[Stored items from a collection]
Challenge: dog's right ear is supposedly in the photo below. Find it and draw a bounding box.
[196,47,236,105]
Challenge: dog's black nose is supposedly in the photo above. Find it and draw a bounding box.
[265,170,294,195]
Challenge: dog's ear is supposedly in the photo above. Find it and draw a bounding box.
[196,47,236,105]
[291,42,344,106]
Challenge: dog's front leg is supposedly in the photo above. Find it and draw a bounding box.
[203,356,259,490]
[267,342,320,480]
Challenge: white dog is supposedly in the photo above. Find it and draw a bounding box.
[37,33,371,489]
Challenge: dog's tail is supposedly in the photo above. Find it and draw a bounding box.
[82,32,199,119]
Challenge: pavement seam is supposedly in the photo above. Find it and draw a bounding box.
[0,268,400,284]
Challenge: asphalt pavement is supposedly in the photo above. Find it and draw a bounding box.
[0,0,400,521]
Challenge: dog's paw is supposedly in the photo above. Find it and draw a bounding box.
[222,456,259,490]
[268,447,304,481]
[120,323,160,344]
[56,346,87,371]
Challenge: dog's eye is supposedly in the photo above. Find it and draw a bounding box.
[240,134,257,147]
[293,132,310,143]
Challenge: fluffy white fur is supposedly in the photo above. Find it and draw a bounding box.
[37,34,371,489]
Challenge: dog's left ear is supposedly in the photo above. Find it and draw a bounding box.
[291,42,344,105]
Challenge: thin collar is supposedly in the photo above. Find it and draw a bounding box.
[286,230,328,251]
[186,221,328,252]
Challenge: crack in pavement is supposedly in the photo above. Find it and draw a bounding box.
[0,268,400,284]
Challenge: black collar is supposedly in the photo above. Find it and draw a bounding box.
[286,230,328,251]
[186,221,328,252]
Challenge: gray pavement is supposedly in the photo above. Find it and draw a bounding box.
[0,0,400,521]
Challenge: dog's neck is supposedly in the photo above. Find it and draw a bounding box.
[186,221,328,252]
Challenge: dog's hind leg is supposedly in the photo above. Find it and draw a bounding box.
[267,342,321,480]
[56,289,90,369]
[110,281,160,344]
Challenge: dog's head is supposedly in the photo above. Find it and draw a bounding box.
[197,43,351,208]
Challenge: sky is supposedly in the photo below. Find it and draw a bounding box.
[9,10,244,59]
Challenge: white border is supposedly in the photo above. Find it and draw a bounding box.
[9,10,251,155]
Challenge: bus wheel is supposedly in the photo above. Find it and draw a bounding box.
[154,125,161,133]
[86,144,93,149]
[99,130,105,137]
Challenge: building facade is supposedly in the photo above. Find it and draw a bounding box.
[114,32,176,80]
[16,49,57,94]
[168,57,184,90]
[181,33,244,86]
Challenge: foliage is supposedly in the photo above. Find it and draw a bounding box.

Aim of the exercise:
Give all the records again. Match them exactly.

Answer:
Challenge: dog's right ear is supposedly in the photo below. Find it and draw a bounding box.
[196,47,236,105]
Challenge: dog's black nose is supposedly in the photo above. Find it and draw a bounding box.
[265,170,294,195]
Challenge: dog's ear is supposedly in the photo above. Find it and draw a bounding box.
[196,47,236,105]
[291,42,344,106]
Challenge: dog's front leg is supposedly in the photo above. Find it and draw a bounding box.
[203,356,259,490]
[267,342,320,480]
Challenge: white dog is supposedly in the photo above. Find it and draw a bounding box.
[37,33,371,489]
Challenge: dog's tail is supposedly in the photo above. Find it and draw a bounding box.
[82,32,199,119]
Challenge: pavement seam is supposedly in the photo above. Find it and draw a bounding box.
[0,268,400,284]
Challenge: asphalt pavement is supposedly in the photo above. Find it and draw a bounding box.
[0,0,400,521]
Challenge: dog's paw is supposedly in the photo above. Find it and draw a bounding box.
[222,456,259,490]
[268,447,304,481]
[120,323,160,344]
[56,346,87,371]
Challenge: dog's eye is supposedly in the photo above. Find it and draw a bounding box.
[240,134,257,147]
[293,132,310,143]
Challenge: fluffy white fur is supposedly in the photo above. Find it and draw a bounding box.
[37,34,371,489]
Challenge: dog's left ear is supposedly in the photo above. Find it and draw a bounding box.
[291,42,344,105]
Challenge: thin collar is supposedly in the photo above. Find it and draw a bounding box.
[286,230,328,251]
[186,221,328,252]
Challenge: crack in pavement is supposedly in the photo above. Find it and draw a bounding box.
[0,268,400,284]
Challenge: black collar is supposedly in the photo above. Find it and draw a bounding box.
[286,230,328,251]
[186,221,328,252]
Challenge: gray pavement is supposedly in the photo above. Find it and draw a bounding box.
[0,0,400,521]
Challenge: dog's neck is supposedly in the photo above. Find it and draw a bounding box.
[186,221,328,252]
Challenge: dog's hind leg is supposedly in the photo above. Find it and draw a bounding box.
[267,342,321,480]
[56,289,90,369]
[110,281,160,344]
Challenge: dog's head is supposedly in the photo above. Find it and draw a bounding box.
[197,43,351,208]
Challenge: sky is supposedly in the photo below. Find it and draw a bounding box.
[9,10,244,59]
Challenge: white border is supposedly in the photo above. Find it and draw a bounding box.
[9,10,251,155]
Challenge: bus wheel is supposedly in the photo above. Find it and draw a bounding box.
[154,125,161,133]
[86,144,93,149]
[99,130,105,137]
Challenge: building facade is supposedly in the photo above. Find it and draw a bounding box.
[114,32,176,80]
[16,49,57,94]
[168,57,184,90]
[181,33,244,86]
Challenge: foliage is supposedly in the photo above. Find it and draw a bounding box.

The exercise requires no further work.